[begin RECORDS PROVIDED]

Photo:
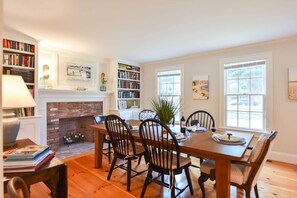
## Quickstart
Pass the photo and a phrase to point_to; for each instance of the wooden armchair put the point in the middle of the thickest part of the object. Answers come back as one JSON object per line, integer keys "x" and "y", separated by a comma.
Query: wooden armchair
{"x": 163, "y": 156}
{"x": 123, "y": 145}
{"x": 245, "y": 173}
{"x": 146, "y": 114}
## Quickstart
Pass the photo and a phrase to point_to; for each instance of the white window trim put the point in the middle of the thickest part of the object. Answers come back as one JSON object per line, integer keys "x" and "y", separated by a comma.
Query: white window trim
{"x": 269, "y": 88}
{"x": 166, "y": 68}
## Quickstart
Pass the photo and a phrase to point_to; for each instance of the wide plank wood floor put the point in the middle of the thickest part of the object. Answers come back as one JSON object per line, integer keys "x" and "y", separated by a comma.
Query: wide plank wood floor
{"x": 276, "y": 180}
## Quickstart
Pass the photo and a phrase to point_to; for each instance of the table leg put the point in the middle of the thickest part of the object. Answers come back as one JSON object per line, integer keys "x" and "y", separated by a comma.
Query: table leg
{"x": 99, "y": 140}
{"x": 223, "y": 168}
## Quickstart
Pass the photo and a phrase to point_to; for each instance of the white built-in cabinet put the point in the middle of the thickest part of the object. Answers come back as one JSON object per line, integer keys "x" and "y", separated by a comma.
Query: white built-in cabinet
{"x": 20, "y": 58}
{"x": 126, "y": 88}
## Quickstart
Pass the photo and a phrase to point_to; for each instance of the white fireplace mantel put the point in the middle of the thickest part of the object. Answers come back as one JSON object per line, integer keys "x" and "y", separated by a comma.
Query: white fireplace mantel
{"x": 58, "y": 95}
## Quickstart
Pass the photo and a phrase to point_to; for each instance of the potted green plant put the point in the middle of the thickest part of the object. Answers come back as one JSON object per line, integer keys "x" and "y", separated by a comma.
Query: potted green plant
{"x": 165, "y": 109}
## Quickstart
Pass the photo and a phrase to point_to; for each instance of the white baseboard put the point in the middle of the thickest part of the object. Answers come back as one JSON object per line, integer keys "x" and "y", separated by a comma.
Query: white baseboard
{"x": 283, "y": 157}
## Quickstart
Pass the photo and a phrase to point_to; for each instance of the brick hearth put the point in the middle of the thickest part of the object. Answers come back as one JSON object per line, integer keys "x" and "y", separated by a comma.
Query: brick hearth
{"x": 79, "y": 116}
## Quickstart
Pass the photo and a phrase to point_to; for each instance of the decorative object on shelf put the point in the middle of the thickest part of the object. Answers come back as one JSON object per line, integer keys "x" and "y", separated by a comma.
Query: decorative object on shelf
{"x": 293, "y": 83}
{"x": 165, "y": 108}
{"x": 200, "y": 87}
{"x": 13, "y": 89}
{"x": 103, "y": 81}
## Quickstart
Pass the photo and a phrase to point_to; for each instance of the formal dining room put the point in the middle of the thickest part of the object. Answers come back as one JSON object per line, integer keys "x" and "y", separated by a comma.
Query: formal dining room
{"x": 148, "y": 98}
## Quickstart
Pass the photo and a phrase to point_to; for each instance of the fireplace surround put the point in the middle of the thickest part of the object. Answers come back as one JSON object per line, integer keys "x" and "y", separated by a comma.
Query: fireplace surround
{"x": 54, "y": 105}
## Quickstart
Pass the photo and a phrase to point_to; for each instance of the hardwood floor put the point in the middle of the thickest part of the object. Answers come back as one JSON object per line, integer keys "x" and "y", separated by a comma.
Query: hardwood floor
{"x": 276, "y": 180}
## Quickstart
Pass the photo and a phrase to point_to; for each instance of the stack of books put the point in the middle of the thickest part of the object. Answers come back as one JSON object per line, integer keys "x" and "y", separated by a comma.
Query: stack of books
{"x": 29, "y": 158}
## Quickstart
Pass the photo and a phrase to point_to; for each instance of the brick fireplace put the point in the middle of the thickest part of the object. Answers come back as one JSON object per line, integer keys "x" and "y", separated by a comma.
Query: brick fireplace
{"x": 63, "y": 111}
{"x": 70, "y": 117}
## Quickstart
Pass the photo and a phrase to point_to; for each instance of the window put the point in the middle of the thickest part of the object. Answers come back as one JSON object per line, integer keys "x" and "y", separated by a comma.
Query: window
{"x": 169, "y": 85}
{"x": 245, "y": 94}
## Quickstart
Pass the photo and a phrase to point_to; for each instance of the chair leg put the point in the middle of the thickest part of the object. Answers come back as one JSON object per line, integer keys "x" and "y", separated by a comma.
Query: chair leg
{"x": 256, "y": 191}
{"x": 111, "y": 167}
{"x": 172, "y": 185}
{"x": 109, "y": 153}
{"x": 189, "y": 180}
{"x": 139, "y": 159}
{"x": 146, "y": 182}
{"x": 203, "y": 178}
{"x": 128, "y": 174}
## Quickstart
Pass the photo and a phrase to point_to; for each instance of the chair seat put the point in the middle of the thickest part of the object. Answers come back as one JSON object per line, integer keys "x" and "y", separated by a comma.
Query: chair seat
{"x": 183, "y": 161}
{"x": 237, "y": 170}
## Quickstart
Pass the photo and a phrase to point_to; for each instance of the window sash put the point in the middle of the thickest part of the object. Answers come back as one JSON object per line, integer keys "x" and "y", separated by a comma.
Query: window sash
{"x": 241, "y": 113}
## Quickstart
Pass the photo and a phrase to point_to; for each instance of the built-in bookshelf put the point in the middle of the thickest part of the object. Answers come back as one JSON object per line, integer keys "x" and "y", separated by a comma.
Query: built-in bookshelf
{"x": 126, "y": 87}
{"x": 19, "y": 58}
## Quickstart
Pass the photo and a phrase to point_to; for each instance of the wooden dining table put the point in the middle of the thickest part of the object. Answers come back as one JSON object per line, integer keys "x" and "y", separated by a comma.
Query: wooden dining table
{"x": 198, "y": 144}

[end RECORDS PROVIDED]

_WHAT YOU HAVE TO DO_
Output all of the entries verbatim, leaving out any images.

_RIGHT ANSWER_
Photo:
## Quickstart
Pass the photo and a phrase to point_to; for each instance of the wooden armchair put the point in the middle of the thickest part of the object. Answers come back as one JSON object per line, integer keys "x" and "y", separated by a comma.
Query: wooden armchair
{"x": 163, "y": 156}
{"x": 123, "y": 145}
{"x": 245, "y": 173}
{"x": 146, "y": 114}
## Quickstart
Pass the photo and a phrase to point_to; for each instance of the white window trim put the point in the middle of the thickest part of the object. Answers come back as one JSON object per line, integer keys "x" and "y", separated by a comma.
Query: white window trim
{"x": 269, "y": 88}
{"x": 166, "y": 68}
## Quickstart
Pass the photo and a phrase to point_to; for each instance of the wide plank wood floor put the point in the middle of the thickest part of the object. Answers come back as one JSON object per line, integer keys "x" and "y", separated by a comma.
Query: wide plank wood floor
{"x": 276, "y": 180}
## Quickstart
Pass the photo and a phrase to point_to; for each instance of the table leg put the point in the middle of the thickest part of the object. Answers come back as one JSON object per line, integer keys "x" and "y", separated by a comma.
Query: table leg
{"x": 99, "y": 140}
{"x": 223, "y": 168}
## Quickstart
Pass the photo and a phrase to point_to; for each instance of the white built-in cabinet put the point in the middle of the thickest part of the object. Answers come back as one JSON object per line, integer keys "x" and "y", separated by a comma.
Query: white built-in cabinet
{"x": 20, "y": 58}
{"x": 126, "y": 88}
## Quickstart
Pass the photo and a phrase to point_to; for each instance of the white fireplace mantel put the point in the middle of the thickest part of the object. Answers come back as one JSON object per line, integer keys "x" and "y", separated by a comma.
Query: white fireplace mantel
{"x": 58, "y": 95}
## Quickstart
Pass the photo and a phrase to point_to; for each instance of the potted green plant put the point in the middle of the thickest part of the object. Answers come back as one JSON object per line, integer keys "x" and "y", separated by a comma.
Query: potted green plant
{"x": 165, "y": 109}
## Quickstart
Pass the photo and a phrase to point_to; for each instance of the white baseboard put the point in the middle of the thickest part of the object. Answers come back as one JSON object per line, integer keys "x" and "y", separated by a comma.
Query: white baseboard
{"x": 283, "y": 157}
## Quickstart
Pass the photo and a phrase to point_to; for each instance of the brick hearth put the point in the middle of the thickest part of the object. Answers come back as one JSON object per line, integer keys "x" and "y", separated by a comma.
Query: brick hearth
{"x": 79, "y": 116}
## Quickstart
Pass the photo and a phrase to point_to; for each instance of the decorative object on shelf put the point in the middle of the thickest part of the object. Answers come back as one JSON object per line, integer keys "x" and "y", separated by a comma.
Query: decorative object on shelf
{"x": 293, "y": 83}
{"x": 165, "y": 108}
{"x": 200, "y": 87}
{"x": 13, "y": 89}
{"x": 103, "y": 81}
## Quickstart
Pass the photo and a phrase to point_to; for each instance of the formal dining room put the point in the middle of the thickest part of the object. Answers come back as one JSON object per line, integer keys "x" and "y", separated by a comma.
Query: formal dining room
{"x": 148, "y": 98}
## Quickstart
Pass the photo and a phrase to point_to; for each instance of the fireplace surround put the point in the middle of the thickest part of the object. Answers come back as one JSON object per line, integer keys "x" and "y", separated by a comma.
Query: fireplace surround
{"x": 54, "y": 105}
## Quickstart
Pass the photo and a phrase to point_to; for each instance of the hardwood floor put the point in the middle of the thickest part of the object. Answers come back as one JSON object per line, integer keys "x" and "y", separated by a comma.
Query: hardwood floor
{"x": 276, "y": 180}
## Quickstart
Pass the photo and a phrase to point_to; for each instance of the stack of books put the point in the middle of the thickest part of the object. Answers come back as one JSON object per line, integer keys "x" and "y", separated by a comma.
Query: stack of books
{"x": 29, "y": 158}
## Quickstart
Pass the photo and a phrase to point_to; for each instance of the brick fireplace put the point in the middle of the thickest part of the object. Answers come back as one JSON object per line, integer keys "x" and "y", separated by a comma.
Query: brick fireplace
{"x": 63, "y": 111}
{"x": 70, "y": 117}
## Quickstart
Pass the photo and a phrase to point_to; for each instance of the window put the point in the middle of the thickest part of the object. Answers come back as one JSON object per line, integer keys "x" and "y", separated by a comma.
Query: window
{"x": 169, "y": 85}
{"x": 245, "y": 94}
## Quickstart
Pass the photo and a phrase to point_to; for each instance of the chair leg put the point in the middle of the thickest part of the object. Answers come back as one JSON object per line, integer keys "x" and "y", separated by a comma.
Query: chair leg
{"x": 256, "y": 191}
{"x": 111, "y": 167}
{"x": 172, "y": 185}
{"x": 109, "y": 153}
{"x": 189, "y": 180}
{"x": 139, "y": 159}
{"x": 146, "y": 182}
{"x": 203, "y": 178}
{"x": 128, "y": 174}
## Quickstart
Pass the photo and a phrase to point_to; for each instance of the chair seat put the point in the middle of the thickest part of the object. Answers come back as one JSON object per line, integer keys "x" and "y", separated by a comma.
Query: chair seat
{"x": 183, "y": 161}
{"x": 237, "y": 170}
## Quickstart
Pass the photo and a phrase to point_to; for each instance of the window sash put the point in the middle of the thickest part of the object. Answers come back as one JSON object per line, integer keys "x" and "y", separated by a comma.
Query: window sash
{"x": 241, "y": 113}
## Quickstart
Pass the photo and a phrase to point_to; for each instance of the built-in bookshelf put the point in the middle of the thickest part of the object. Answers come back as one JSON object per line, integer keys "x" and "y", separated by a comma.
Query: built-in bookshelf
{"x": 126, "y": 87}
{"x": 19, "y": 58}
## Quickstart
Pass the photo and a phrase to point_to; for each instance of the wooden dining table put the point in the middle of the thickest part of the object. Answers come back as one JSON object per line, integer keys "x" and "y", separated by a comma.
Query: wooden dining table
{"x": 198, "y": 144}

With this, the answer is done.